他的生活極其簡樸,有些東西一用就是四五十年。武漢大學新聞與傳播學院學生姜念琪曾走進馮天瑜書房拍攝紀錄短片,對他家里的陳設印象很深:“沙發非常硬挺,沒有能往下陷的海綿,包括兩邊的竹椅,都不是坐著很舒服的那種。坐在上面時,整個人會不自覺挺拔起來。”她心生景仰:“我們的人生,就應該像馮先生一樣,不斷豐盈自己的靈魂,不為奢靡浮華所惑。”
馮天瑜家學深厚,父親馮永軒師承黃侃、梁啟超、王國維、陳寅恪等名家巨擘,畢生收藏了許多書畫、錢幣等文物,即便在最困難的時期,也不舍得變賣一件。馮天瑜同樣熱愛這些“傳家之寶”,整理出版了文物圖冊“馮氏三藏”(《馮氏藏墨》《馮氏藏札》《馮氏藏幣》),不少人欲高價收購這些寶貝,皆被謝絕。然而,他卻為寶貝找到了更好的歸宿——2018年12月,馮天瑜和其兄馮天瑾教授將數百件家藏珍貴文物捐贈給武漢大學圖書館,建立“馮氏捐藏館”。此外,他還將部分藏品捐贈給湖北大學和家鄉湖北紅安縣。他說:“文物是文化載體,不應降格為金錢的等價物!”
馮天瑜為學為師,心有大我,弘道天下。
“先生脾氣隨和,待人誠懇。住所‘門雖設而常開’,相識或不相識者登門,都熱情接待。”何曉明告訴記者,“學生、同事、朋友托先生幫忙,新著作序、指導論文、查詢資料……先生無不竭誠相助。”
江漢大學原副校長涂文學依舊記得當年登門的情形:“先生一家三口蝸居在一間不到30平方米的陋室里,臥室書房不分。我們幾個少不更事,常去先生家請教,有時甚至三更半夜去敲門。先生毫無責怪之意,總是熱情相迎,悉心解答。”
《禮記·學記》云:“善待問者如撞鐘,叩之以小者則小鳴,叩之以大者則大鳴。”向馮天瑜求教的學生,往往有“小叩大鳴”之感。臨別之際,馮天瑜往往取出新作,問清姓名,工工整整在扉頁寫下“某某同志惠存”“某某君雅覽”字樣,饋贈一冊。
很多人并未受教馮天瑜門下,卻因曾受其點撥心存感恩,自視為先生的私淑弟子。
方學富曾是湖北武漢江岸區的一名技術工人,后來擔任湖北省文物局副局長。他講起當年慕名向馮天瑜求教的情景:“對幾個年輕人的貿然造訪,先生沒有擺名人架子,輕聲問我,平時喜歡看什么書啊?我說,碰見什么就看什么,側重藝術、科學和文史哲之類。他說,年輕人看書不要過于狹窄,開始可以泛讀,之后再精讀。我和先生交往半個世紀,他的教誨我終生難忘。”
馮天瑜傾心與歷史“對話”,卻絕不沉溺在故紙堆里不問世事。他始終秉持“修身以淑世”“文須有益于天下”的理念,并以一生踐行之。晚年,他不顧身患重病,盡心竭力推動長江文化的傳承弘揚發展,促成聯合國教科文組織舉辦兩屆“大河對話”,策劃“長江文明之心”及東西山水人文綠軸等城市重大戰略布局。
“中華民族正駕馭巨舟,升起云帆,在無垠的文明滄海破浪遠航,‘誕敷文德’。”《中國文化生成史》的最后一句話,是這位歷史學家以一片赤誠丹心,對民族、對國家的深深祝愿。

材料 ->

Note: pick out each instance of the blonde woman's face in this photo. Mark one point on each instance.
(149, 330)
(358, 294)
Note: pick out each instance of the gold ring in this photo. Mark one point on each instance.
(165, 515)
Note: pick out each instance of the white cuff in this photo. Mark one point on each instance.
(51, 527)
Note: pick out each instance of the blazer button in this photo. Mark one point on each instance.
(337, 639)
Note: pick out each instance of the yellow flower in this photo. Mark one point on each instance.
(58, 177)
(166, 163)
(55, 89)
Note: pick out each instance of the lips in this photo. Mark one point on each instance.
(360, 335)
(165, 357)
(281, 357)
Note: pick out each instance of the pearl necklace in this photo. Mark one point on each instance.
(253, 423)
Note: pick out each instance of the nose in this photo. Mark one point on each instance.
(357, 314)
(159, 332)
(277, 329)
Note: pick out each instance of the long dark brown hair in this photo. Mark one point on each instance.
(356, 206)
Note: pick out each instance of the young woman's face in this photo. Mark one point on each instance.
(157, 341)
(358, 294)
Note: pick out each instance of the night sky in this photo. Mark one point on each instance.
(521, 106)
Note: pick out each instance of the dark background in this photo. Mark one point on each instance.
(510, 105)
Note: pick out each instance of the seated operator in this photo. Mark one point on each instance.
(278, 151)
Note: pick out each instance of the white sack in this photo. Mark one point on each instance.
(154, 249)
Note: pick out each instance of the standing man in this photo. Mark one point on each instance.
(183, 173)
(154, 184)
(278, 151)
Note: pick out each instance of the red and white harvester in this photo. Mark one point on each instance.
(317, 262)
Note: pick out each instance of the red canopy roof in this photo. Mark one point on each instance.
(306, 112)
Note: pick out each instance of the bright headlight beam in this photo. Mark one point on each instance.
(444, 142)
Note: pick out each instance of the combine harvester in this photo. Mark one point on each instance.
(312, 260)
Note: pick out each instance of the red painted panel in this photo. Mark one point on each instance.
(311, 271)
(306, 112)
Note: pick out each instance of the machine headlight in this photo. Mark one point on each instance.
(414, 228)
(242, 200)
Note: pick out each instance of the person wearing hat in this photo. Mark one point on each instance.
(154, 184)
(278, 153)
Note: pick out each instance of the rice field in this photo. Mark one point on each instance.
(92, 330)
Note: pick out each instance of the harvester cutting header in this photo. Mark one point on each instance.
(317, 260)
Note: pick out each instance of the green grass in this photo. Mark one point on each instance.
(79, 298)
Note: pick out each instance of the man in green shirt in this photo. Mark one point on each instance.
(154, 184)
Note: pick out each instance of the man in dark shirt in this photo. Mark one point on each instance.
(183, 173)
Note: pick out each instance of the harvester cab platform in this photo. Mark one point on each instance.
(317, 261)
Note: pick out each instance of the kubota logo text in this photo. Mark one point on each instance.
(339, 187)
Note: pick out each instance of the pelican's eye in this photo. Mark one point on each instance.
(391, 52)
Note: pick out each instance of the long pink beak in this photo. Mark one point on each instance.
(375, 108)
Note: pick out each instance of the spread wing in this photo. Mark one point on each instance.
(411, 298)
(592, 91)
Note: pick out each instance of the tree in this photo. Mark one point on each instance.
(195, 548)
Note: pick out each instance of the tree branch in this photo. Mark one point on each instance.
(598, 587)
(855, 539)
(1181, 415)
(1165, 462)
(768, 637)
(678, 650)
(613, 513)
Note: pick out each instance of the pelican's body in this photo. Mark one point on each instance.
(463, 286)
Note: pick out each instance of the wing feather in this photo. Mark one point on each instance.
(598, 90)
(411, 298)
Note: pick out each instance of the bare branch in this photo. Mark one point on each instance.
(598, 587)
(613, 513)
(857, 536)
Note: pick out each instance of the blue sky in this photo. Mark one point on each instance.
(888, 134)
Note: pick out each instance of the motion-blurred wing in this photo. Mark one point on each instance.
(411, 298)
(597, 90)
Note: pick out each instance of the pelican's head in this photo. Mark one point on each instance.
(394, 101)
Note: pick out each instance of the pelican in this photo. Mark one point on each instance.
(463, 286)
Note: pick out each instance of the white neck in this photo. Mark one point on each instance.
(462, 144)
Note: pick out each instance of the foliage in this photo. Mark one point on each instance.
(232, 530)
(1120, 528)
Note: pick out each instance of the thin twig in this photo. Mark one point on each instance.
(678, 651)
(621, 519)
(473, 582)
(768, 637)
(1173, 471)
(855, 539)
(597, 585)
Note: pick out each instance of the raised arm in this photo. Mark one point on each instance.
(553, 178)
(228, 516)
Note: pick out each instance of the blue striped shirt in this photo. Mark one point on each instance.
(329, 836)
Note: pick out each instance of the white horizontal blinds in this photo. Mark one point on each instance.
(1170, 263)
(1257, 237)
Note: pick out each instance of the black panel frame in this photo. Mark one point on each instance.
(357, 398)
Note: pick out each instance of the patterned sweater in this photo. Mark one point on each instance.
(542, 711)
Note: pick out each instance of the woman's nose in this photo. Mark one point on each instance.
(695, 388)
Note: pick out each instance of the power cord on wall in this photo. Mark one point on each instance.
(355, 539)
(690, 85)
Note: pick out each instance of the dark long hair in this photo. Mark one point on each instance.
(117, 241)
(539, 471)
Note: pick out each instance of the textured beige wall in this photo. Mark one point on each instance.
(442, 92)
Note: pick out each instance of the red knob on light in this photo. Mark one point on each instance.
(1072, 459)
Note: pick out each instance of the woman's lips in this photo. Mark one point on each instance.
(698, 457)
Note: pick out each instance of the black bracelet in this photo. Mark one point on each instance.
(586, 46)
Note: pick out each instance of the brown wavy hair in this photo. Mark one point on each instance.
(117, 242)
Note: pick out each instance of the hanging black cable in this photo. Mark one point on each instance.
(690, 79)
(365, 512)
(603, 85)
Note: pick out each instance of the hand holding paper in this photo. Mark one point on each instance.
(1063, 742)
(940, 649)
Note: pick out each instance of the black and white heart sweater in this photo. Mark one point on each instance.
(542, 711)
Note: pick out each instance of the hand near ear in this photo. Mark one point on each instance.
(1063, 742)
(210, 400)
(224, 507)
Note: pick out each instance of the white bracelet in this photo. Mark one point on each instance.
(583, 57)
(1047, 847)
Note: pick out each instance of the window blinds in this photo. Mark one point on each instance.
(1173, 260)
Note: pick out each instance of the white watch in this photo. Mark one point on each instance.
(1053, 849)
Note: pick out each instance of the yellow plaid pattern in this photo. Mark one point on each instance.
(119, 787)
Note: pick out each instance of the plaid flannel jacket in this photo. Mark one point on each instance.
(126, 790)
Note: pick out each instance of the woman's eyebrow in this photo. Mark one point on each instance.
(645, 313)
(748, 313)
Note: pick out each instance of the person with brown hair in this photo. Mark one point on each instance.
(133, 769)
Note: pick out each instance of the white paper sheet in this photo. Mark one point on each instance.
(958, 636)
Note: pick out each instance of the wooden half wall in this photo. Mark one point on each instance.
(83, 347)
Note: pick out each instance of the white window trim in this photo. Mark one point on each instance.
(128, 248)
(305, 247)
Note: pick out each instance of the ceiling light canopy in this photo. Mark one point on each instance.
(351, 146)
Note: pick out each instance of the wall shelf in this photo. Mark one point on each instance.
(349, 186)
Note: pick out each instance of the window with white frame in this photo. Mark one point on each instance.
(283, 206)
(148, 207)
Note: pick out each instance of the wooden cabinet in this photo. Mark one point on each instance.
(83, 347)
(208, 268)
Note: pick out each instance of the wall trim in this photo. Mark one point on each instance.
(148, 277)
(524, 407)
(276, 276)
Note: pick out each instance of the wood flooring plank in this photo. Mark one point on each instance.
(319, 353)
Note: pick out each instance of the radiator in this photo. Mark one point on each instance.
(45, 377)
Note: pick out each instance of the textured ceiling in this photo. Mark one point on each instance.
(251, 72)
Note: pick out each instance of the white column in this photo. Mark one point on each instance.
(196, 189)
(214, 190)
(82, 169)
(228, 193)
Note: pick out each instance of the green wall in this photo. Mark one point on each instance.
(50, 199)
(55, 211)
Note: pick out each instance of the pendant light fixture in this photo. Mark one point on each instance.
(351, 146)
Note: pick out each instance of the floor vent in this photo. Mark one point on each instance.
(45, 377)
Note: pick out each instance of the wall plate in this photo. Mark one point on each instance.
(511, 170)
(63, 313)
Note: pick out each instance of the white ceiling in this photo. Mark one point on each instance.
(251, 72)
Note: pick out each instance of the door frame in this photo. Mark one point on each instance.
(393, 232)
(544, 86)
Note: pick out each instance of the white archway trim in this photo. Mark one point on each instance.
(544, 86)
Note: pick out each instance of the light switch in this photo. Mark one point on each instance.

練習說明 ->
根據正文回答下列問題:
(a) 2018年12月,馮天瑜和其兄馮天瑾把數百件家藏文物捐贈給了哪裡?
(b) 據涂文學回憶,馮天瑜一家三口住的陋室面積有多大?
(c) 晚年的馮天瑜促成聯合國教科文組織舉辦了幾屆什麼活動?

練習結果 ->
(a) 捐贈給武漢大學圖書館,並建立了「馮氏捐藏館」。
(b) 不到30平方米。
(c) 兩屆「大河對話」。